• **Problems to work on**
1 - According to the biography of Élisabeth Charlotte of Lorraine, what illness caused her death?
2 - From the biography of Élisabeth Charlotte of Lorraine, repeat verbatim the part that opens with the words containing "Élisabeth Charlotte of" and closes with "Abbess of Remiremont.".
3 - Carry on the biography of Élisabeth Charlotte of Lorraine from its last sentence.

Segment Start: Text segment

Élisabeth Charlotte of Lorraine (Élisabeth Charlotte Gabrièle; 21 October 1700 - 4 May 1711) was a Princess of Lorraine. She died of smallpox aged 10. She was the Titular Abbess of Remiremont.

==Biography==
Élisabeth Charlotte Gabrièle de Lorraine was born at the Ducal Palace of Lorraine, in Nancy, the capital of the Duchy of Lorraine in which her father was the reigning Duke. Her mother was a member of the House of Bourbon, then ruling the Kingdom of France.

She was the couple's first daughter and second child, an older brother had been born the previous year.

Her father, Leopold, Duke of Lorraine, had wanted her to become the Abbess of the prestigious abbey at Remiremont, a Benedictine abbey near Remiremont, Vosges. The abbey had been closely associated with the House of Lorraine, many of its abbesses being members of the Lorraine family. Her father pressed the then abbess, Dorothea Maria of Salm to press the Professors in Sorbonne, the historic University of Paris in Paris. Louis XIV, her mother's uncle, instead imposed Élisabeth Charlotte as sovereign of the territory. Despite this, the professors did not reply before her death aged 10.

Segment End: Text segment
Segment Start: Records provided

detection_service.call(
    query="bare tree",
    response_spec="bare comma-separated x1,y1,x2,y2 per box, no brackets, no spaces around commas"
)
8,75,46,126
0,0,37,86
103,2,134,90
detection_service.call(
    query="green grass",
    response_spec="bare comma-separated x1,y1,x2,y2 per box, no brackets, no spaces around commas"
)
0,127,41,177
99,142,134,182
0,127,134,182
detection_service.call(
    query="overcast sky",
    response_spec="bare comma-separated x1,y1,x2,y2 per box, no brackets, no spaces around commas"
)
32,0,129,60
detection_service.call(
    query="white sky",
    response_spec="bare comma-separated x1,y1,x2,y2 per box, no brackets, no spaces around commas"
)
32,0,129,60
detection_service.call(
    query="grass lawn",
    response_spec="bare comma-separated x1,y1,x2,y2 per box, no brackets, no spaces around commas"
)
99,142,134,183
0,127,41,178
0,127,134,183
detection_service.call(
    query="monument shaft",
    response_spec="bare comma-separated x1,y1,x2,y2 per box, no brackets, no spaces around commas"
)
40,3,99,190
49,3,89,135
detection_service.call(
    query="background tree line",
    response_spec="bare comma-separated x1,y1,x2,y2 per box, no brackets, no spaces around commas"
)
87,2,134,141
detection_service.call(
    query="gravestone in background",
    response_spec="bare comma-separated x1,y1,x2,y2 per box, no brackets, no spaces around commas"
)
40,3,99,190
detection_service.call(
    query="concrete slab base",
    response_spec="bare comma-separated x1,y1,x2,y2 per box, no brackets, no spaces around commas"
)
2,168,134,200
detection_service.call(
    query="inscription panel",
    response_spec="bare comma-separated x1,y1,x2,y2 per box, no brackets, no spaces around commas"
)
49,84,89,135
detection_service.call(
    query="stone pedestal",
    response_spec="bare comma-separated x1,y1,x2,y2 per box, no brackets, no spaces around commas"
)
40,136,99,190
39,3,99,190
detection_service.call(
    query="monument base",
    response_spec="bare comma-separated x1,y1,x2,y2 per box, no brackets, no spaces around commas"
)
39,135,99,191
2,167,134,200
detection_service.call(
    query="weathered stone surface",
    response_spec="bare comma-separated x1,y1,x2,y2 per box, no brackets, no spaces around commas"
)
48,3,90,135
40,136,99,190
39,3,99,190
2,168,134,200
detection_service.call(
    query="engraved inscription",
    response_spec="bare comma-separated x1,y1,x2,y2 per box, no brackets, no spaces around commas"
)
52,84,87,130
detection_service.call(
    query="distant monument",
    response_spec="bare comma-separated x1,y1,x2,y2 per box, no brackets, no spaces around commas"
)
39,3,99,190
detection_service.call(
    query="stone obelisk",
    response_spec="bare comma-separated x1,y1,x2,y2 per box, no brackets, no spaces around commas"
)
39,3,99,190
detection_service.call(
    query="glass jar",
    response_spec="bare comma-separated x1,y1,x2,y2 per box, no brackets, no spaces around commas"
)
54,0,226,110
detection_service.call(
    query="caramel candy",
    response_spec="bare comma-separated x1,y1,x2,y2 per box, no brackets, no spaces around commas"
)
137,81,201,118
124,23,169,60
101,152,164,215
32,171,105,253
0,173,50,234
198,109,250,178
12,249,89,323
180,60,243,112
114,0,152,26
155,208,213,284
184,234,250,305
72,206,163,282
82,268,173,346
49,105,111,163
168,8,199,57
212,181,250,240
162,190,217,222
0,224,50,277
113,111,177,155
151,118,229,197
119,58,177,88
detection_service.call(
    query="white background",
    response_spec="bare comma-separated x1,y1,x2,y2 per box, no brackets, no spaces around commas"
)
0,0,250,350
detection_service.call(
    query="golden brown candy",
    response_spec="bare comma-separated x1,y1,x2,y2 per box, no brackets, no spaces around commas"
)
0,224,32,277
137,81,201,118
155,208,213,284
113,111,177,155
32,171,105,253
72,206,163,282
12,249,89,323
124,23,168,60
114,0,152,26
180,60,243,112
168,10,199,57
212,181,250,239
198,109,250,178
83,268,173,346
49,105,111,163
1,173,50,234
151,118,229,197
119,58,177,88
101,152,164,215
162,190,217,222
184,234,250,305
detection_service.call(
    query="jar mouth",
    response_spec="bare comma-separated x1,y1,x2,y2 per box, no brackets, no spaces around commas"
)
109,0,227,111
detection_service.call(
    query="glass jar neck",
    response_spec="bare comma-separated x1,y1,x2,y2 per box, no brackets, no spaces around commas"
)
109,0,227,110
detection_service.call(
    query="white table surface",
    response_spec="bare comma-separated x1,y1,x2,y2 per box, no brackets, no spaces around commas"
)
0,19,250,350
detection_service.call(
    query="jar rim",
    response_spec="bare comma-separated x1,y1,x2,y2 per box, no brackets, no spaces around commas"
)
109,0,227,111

Segment End: Records provided

• **Outputs for the tasks**
1 - Smallpox.

2 -
Élisabeth Charlotte of Lorraine (Élisabeth Charlotte Gabrièle; 21 October 1700 - 4 May 1711) was a Princess of Lorraine. She died of smallpox aged 10. She was the Titular Abbess of Remiremont.

3 -
The princess died of smallpox at the Château de Lunéville ("country residence" of the Dukes of Lorraine) having passed the illness to her other brother, the Hereditary Prince of Lorraine and their younger sister Marie Gabrièle Charlotte. The three children died within seven days of each other. She was buried in the Ducal Crypt at the Church of Saint-François-des-Cordeliers, Nancy, France.

Her younger brother Francis Stephen became the Holy Roman Emperor. Her youngest sister, Anne Charlotte, whom she never met, was later Abbess of Remiremont. At the time of her death, her mother was pregnant with a future Queen of Sardinia.